Description of the task:
The records that follow should be retyped word for word.
*** Block opens ***
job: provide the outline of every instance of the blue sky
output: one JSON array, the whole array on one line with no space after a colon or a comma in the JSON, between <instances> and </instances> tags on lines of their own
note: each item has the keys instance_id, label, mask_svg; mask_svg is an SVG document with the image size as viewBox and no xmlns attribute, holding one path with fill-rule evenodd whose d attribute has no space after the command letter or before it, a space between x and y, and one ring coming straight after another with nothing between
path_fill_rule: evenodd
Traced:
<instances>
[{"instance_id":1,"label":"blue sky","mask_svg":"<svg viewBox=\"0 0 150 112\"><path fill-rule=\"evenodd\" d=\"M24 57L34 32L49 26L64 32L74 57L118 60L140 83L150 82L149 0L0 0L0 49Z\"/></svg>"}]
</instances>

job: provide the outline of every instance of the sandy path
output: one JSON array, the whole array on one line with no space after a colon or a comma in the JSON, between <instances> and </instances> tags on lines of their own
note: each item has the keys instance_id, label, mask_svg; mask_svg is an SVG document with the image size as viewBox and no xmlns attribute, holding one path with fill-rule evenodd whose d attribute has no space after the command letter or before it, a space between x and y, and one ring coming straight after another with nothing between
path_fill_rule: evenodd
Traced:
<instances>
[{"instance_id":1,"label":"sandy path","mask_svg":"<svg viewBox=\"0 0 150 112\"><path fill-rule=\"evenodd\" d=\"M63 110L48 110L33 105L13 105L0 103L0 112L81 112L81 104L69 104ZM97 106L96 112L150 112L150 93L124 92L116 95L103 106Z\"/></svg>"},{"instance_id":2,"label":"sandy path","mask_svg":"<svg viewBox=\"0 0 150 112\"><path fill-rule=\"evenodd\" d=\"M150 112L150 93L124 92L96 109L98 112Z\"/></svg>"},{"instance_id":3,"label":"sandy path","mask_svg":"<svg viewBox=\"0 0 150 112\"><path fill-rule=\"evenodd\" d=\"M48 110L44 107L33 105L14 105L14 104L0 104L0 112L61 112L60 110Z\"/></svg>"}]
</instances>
*** Block closes ***
Exercise response:
job: provide the outline of every instance of the blue sky
output: one JSON array, the whole array on one line with no space after a colon or a comma in the JSON, between <instances> and </instances> tags on lines of their own
note: each item has the keys instance_id, label, mask_svg; mask_svg is an SVG document with the image size as viewBox and no xmlns attribute, holding one path with fill-rule evenodd whose d attribute has no space after the command letter or before it, a space between x and y, and one ring coming straight after another with nothing between
path_fill_rule: evenodd
Traced:
<instances>
[{"instance_id":1,"label":"blue sky","mask_svg":"<svg viewBox=\"0 0 150 112\"><path fill-rule=\"evenodd\" d=\"M24 57L34 32L49 26L64 32L74 57L118 60L140 83L150 82L149 0L0 0L0 49Z\"/></svg>"}]
</instances>

job: provide the outline of every instance of the sandy path
output: one JSON array, the whole array on one line with no space after a colon or a comma in the JSON, between <instances> and </instances> tags on lines of their own
note: each item has the keys instance_id, label, mask_svg; mask_svg is an SVG document with the image size as viewBox and no xmlns attribute, holding one path with fill-rule evenodd whose d attribute has no space after the command letter or before it, a space between x and y, and one ring coming straight after another with nothing between
path_fill_rule: evenodd
Traced:
<instances>
[{"instance_id":1,"label":"sandy path","mask_svg":"<svg viewBox=\"0 0 150 112\"><path fill-rule=\"evenodd\" d=\"M63 110L48 110L33 105L13 105L0 103L0 112L81 112L81 104L69 104ZM97 106L96 112L150 112L150 93L124 92L116 95L103 106Z\"/></svg>"},{"instance_id":2,"label":"sandy path","mask_svg":"<svg viewBox=\"0 0 150 112\"><path fill-rule=\"evenodd\" d=\"M150 112L150 93L124 92L96 109L98 112Z\"/></svg>"},{"instance_id":3,"label":"sandy path","mask_svg":"<svg viewBox=\"0 0 150 112\"><path fill-rule=\"evenodd\" d=\"M48 110L44 107L33 105L14 105L14 104L0 104L0 112L61 112L60 110Z\"/></svg>"}]
</instances>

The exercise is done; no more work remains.